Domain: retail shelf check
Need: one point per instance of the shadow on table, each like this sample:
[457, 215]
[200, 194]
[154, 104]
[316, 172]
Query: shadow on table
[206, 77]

# Exercise brief
Please render the data above as a JSON list of strings, one string per line, leaving out any blank lines.

# Solution to this task
[
  "Domain: retail shelf check",
  "Need: one point per instance of the shadow on table, each like this sample:",
  "[457, 215]",
  "[200, 194]",
  "[154, 104]",
  "[316, 172]",
  "Query: shadow on table",
  "[206, 77]"
]